▶ _Excerpt to read_:
--- start ---
60.                       There is then a separate question regarding how best to provide investment signals for the flexibility needed to accommodate rising shares of low carbon generation and to provide essential system services – through storage, demand response, schedulable generation or interconnection. It is important that low-cost sources of flexibility come forward to accompany the growing role of renewable and other low carbon sources of bulk electricity.[41]

 

61.                       Underlying all of this debate is the difficulty of satisfying the principle that risks should be allocated to those best able to manage them, when these risks are multiple and linked. In particular, we see two main types of risk:

 

62.                       For at least the next 10 years, to get substantially onto a trajectory of zero carbon electricity during the 2030s, and meet goals such as the 40 GW of offshore wind, the non-equilibrium risks are substantial. The policy-dependency of many of these risks makes them potentially unsuitable to be wholly managed by the private sector. The rate of electrification of heat and transport will be largely policy-driven and determines overall demand in the market. Likewise, support for carbon capture, use and storage (CCUS) and nuclear and other low-carbon generation options affects overall supply, whilst the rate of infrastructure build-out for flexibility options such as hydrogen and interconnectors determines price behaviour in markets.  The relatively early stages of this transition are perhaps the most uncertain.

 

63.                       When considering the future market arrangements for variable renewables, it is therefore also essential to look at how these can also be used to ensure sufficient investment in system flexibility. However, not all flexibility options are market-ready. Whilst some options such as interconnectors and some storage options are already deployed at scale, other storage options require research into new materials and manufacturing methods,[42] and a system-wide view is needed of how and when these can best be brought to market, and what support mechanisms may be needed to do so.

 

64.                       For example, analysis by the Climate Change Committee and others provides a role for inter-seasonal storage.[43] This suggests that a particularly important element of inter-seasonal storage could be green hydrogen, produced from renewable energy at times of lower demand, and stored in either new or existing gas storage sites. This hydrogen could be a zero-carbon balancing medium for a much more flexible energy system although other technologies such as compressed air storage or ammonia could perform a similar function. In any case, the novelty of these technologies and the associated demand risk mean that some more strategic policy support around inter-seasonal zero carbon storage may be needed to replace the current model of increasing fossil gas imports.

 

65.                       Finally, current and likely future public policy decisions directly affect the systemic risks of the energy transition. It would therefore seem useful from a policy perspective to differentiate between long-term market arrangements that might be put in place once a new electricity system structure and market equilibrium conditions have been achieved, and the interim policy arrangements that are needed to drive the system through the transition phase to this new state. This provides important context to the answer to Q4 about how much longer CfDs should be maintained.
--- end ---
▶ _Given entries_:
--- start ---
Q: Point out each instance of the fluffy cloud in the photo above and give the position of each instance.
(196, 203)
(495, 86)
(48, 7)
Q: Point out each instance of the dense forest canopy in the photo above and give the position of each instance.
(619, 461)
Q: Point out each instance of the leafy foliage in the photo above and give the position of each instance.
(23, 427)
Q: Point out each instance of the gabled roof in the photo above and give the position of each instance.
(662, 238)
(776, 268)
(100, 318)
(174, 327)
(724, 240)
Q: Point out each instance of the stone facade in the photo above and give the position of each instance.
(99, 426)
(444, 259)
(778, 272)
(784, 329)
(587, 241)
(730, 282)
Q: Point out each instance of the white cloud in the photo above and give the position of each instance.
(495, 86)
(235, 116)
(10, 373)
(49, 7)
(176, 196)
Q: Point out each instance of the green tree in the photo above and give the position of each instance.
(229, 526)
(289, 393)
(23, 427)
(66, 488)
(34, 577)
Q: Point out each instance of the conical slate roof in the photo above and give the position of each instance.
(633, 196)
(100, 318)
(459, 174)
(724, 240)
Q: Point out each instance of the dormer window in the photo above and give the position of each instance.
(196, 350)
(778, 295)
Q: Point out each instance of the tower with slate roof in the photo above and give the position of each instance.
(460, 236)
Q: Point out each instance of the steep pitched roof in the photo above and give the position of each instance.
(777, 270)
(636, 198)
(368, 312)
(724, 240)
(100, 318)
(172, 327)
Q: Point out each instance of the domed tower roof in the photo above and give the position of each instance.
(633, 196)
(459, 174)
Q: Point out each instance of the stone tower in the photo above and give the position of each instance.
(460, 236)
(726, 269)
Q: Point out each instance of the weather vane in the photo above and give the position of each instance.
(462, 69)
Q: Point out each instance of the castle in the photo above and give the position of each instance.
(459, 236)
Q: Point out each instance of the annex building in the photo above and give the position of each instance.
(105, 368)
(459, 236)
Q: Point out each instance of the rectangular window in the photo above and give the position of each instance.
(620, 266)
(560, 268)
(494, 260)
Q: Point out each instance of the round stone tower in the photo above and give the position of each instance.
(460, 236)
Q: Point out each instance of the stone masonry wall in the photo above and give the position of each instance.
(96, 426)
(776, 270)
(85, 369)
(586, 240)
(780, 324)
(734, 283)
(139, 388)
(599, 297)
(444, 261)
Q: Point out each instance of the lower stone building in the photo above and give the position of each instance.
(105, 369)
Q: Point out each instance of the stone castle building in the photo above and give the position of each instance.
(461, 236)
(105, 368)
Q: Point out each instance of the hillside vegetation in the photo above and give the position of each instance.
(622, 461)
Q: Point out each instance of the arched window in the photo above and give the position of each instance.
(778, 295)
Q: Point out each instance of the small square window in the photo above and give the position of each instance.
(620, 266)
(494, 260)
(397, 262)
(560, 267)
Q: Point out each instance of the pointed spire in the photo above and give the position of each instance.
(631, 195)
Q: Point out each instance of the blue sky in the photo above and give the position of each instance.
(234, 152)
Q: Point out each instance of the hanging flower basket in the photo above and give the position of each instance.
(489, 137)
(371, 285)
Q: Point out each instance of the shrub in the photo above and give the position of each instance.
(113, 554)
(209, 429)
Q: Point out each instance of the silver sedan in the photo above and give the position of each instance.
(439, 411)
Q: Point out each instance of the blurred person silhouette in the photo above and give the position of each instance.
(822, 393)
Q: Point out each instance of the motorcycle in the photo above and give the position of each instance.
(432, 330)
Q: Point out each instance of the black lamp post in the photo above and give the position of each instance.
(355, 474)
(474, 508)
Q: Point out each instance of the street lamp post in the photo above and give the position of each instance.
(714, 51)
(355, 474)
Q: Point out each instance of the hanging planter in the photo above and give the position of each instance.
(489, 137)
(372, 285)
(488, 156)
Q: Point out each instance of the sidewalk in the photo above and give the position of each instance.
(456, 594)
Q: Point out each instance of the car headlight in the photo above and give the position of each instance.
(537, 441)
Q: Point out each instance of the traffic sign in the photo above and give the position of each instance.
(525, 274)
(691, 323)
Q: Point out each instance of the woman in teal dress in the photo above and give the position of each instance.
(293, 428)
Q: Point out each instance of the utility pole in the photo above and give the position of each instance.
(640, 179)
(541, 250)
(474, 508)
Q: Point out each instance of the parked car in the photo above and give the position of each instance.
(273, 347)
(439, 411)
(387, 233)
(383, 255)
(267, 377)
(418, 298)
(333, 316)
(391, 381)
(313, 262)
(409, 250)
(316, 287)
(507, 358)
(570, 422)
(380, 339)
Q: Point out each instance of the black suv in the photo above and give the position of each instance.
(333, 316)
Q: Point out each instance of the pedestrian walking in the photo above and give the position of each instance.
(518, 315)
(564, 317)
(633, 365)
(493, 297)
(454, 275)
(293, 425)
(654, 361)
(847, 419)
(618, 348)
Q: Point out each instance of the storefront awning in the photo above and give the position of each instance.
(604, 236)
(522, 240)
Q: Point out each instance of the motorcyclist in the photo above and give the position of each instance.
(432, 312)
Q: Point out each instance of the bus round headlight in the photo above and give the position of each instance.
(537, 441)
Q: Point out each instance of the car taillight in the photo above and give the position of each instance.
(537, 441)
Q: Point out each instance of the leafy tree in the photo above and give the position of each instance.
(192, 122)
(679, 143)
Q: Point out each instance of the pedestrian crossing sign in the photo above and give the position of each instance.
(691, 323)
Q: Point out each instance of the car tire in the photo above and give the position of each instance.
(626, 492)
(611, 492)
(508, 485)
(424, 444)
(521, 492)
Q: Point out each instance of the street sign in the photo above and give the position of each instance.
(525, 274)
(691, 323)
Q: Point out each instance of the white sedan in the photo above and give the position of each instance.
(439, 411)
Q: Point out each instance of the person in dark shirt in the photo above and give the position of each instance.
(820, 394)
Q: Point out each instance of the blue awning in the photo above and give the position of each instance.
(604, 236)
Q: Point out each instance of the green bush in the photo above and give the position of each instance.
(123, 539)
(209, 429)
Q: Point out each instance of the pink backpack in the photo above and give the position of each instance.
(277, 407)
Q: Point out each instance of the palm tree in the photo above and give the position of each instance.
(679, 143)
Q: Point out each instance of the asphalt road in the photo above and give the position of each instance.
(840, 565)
--- end ---
--- start ---
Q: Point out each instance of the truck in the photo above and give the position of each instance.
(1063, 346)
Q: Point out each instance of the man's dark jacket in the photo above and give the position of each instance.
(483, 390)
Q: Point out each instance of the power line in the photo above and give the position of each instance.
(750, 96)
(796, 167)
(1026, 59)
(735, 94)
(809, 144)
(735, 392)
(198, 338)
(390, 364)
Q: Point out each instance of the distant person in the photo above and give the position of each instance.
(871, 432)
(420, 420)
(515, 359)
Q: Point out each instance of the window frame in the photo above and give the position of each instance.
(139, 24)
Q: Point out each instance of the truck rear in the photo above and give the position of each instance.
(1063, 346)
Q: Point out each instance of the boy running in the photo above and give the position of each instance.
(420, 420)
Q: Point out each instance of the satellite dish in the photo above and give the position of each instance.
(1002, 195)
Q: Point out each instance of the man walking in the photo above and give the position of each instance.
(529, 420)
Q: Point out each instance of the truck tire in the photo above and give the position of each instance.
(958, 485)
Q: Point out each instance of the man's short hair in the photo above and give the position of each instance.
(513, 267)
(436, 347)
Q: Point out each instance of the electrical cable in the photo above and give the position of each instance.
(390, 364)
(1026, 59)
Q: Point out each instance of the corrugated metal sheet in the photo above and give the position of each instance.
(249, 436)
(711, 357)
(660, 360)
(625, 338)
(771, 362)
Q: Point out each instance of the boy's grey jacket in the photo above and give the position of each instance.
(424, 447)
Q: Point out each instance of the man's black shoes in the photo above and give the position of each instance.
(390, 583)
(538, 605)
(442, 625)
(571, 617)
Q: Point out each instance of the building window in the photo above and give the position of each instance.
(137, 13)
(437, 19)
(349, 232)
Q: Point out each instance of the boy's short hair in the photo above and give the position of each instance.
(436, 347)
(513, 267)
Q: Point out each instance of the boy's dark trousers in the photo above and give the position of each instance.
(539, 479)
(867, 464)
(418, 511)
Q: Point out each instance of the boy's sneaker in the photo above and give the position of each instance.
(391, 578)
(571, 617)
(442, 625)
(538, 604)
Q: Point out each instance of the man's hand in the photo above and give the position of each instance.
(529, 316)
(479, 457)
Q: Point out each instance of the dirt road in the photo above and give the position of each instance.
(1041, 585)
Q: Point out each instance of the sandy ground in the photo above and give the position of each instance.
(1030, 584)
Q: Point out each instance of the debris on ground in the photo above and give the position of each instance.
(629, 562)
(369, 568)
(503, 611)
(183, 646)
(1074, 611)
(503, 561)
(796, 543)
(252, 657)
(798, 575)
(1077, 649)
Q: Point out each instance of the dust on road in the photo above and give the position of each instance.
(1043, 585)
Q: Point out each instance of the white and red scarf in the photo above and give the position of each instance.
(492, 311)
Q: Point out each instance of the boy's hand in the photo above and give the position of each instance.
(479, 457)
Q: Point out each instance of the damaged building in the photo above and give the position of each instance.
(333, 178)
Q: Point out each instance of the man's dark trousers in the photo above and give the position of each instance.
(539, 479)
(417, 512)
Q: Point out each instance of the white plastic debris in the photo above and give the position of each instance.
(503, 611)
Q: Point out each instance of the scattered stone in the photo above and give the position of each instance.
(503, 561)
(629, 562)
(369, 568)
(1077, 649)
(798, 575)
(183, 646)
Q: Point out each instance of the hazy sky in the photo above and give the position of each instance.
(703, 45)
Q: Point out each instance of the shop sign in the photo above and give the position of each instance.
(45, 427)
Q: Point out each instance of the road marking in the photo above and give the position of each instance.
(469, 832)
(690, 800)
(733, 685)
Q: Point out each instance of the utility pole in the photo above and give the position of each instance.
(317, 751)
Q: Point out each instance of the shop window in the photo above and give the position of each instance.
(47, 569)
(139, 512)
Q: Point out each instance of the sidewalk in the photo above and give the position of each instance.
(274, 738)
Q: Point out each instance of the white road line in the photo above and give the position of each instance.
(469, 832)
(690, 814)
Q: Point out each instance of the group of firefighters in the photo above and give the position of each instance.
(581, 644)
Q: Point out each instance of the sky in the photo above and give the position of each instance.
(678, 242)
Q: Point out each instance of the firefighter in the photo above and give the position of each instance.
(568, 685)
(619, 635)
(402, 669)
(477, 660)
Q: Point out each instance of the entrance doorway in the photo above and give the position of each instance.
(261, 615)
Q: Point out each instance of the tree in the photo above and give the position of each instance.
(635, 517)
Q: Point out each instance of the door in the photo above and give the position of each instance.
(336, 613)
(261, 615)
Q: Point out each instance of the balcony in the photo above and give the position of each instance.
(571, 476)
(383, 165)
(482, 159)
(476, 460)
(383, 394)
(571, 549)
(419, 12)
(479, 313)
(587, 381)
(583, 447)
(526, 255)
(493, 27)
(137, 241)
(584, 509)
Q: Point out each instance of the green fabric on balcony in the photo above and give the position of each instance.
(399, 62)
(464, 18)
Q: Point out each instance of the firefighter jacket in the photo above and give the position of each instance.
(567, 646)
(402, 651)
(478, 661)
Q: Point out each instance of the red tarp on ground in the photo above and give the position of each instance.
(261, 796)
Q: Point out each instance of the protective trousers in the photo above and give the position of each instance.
--- end ---
--- start ---
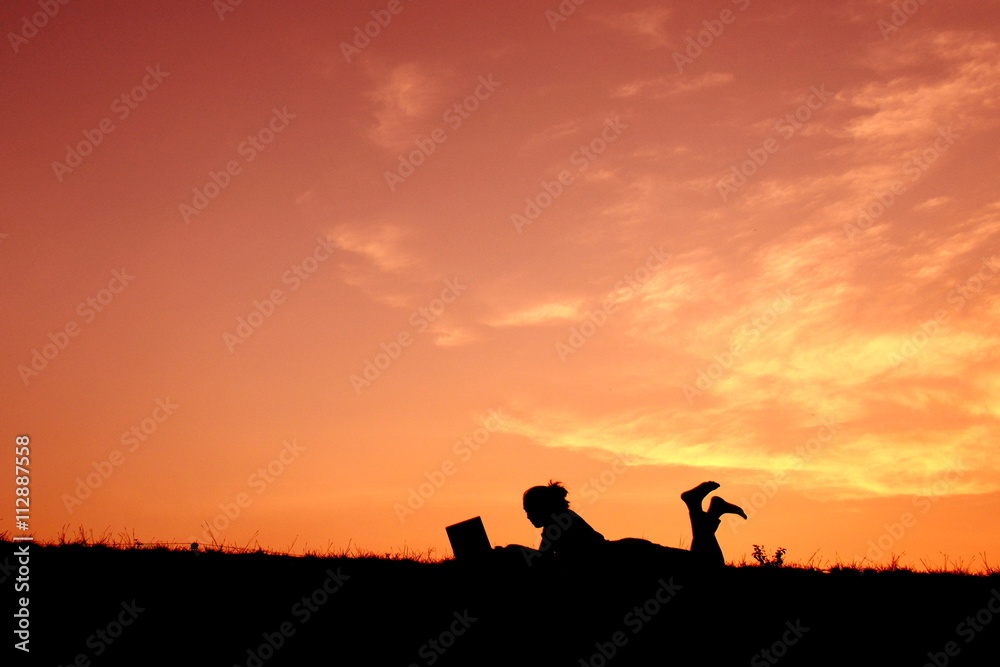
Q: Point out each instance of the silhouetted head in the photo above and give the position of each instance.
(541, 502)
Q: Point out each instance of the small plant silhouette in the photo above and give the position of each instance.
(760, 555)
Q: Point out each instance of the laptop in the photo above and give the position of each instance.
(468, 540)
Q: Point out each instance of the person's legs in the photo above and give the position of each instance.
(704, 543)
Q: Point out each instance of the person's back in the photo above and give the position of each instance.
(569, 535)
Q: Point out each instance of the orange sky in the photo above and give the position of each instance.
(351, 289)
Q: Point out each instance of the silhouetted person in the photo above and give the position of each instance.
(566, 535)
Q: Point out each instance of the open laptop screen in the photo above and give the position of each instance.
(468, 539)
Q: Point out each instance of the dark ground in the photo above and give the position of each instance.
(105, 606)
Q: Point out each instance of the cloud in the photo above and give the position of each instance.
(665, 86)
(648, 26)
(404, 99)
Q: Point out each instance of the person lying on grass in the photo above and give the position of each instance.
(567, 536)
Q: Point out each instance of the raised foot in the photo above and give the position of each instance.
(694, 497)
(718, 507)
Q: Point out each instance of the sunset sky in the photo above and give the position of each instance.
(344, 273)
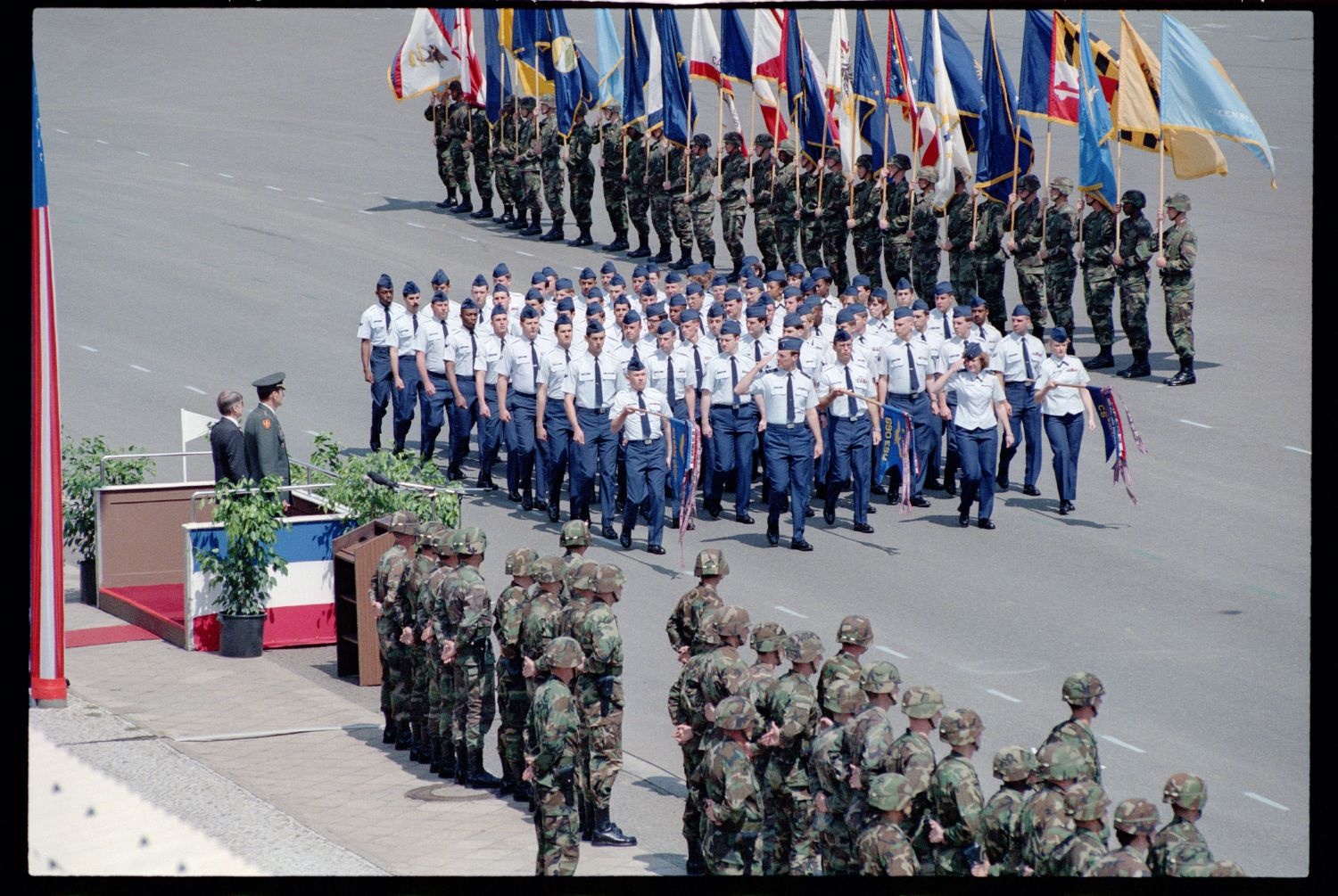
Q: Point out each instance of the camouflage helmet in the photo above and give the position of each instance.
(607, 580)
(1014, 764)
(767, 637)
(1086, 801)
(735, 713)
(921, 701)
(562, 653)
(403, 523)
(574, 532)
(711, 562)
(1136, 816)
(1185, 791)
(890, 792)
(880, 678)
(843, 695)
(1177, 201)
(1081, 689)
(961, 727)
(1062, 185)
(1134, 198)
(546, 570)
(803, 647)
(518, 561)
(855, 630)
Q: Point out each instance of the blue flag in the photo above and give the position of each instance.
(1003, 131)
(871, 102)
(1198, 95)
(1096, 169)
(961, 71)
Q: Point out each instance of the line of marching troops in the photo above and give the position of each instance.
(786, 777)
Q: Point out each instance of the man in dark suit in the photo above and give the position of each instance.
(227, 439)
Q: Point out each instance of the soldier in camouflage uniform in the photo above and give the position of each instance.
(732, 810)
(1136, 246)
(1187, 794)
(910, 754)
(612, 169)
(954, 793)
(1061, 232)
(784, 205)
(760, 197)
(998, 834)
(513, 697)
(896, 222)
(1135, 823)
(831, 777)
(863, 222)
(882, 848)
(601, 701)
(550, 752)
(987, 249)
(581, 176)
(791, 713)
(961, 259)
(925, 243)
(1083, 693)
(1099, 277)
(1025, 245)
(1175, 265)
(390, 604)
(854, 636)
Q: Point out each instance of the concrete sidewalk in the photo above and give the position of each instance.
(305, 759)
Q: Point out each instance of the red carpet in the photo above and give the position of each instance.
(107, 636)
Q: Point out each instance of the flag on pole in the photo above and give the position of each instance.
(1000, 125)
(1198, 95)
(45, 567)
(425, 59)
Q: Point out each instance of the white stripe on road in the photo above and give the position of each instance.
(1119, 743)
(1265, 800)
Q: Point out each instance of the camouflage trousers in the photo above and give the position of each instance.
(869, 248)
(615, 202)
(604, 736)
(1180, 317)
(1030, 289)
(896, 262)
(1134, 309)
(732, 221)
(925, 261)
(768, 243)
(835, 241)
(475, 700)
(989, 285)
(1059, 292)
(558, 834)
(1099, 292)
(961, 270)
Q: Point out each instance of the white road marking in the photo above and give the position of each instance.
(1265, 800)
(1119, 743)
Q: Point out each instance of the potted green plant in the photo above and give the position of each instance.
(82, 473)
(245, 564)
--- end ---
▶ _Short problem A_: In the electricity policy passage, copy out the text that begins at the words "62.                       For at" and stops after the words "the most uncertain.".
▶ _Short problem B_:
Answer these from the electricity policy passage:
(i) How many GW of offshore wind does it name as a goal?
(ii) Where could green hydrogen be stored?
(iii) Which flexibility options are already deployed at scale?
The data has no role here.

▶ _Right answer A_:
62.                       For at least the next 10 years, to get substantially onto a trajectory of zero carbon electricity during the 2030s, and meet goals such as the 40 GW of offshore wind, the non-equilibrium risks are substantial. The policy-dependency of many of these risks makes them potentially unsuitable to be wholly managed by the private sector. The rate of electrification of heat and transport will be largely policy-driven and determines overall demand in the market. Likewise, support for carbon capture, use and storage (CCUS) and nuclear and other low-carbon generation options affects overall supply, whilst the rate of infrastructure build-out for flexibility options such as hydrogen and interconnectors determines price behaviour in markets.  The relatively early stages of this transition are perhaps the most uncertain.

▶ _Right answer B_:
(i) 40 GW
(ii) In either new or existing gas storage sites
(iii) Interconnectors and some storage options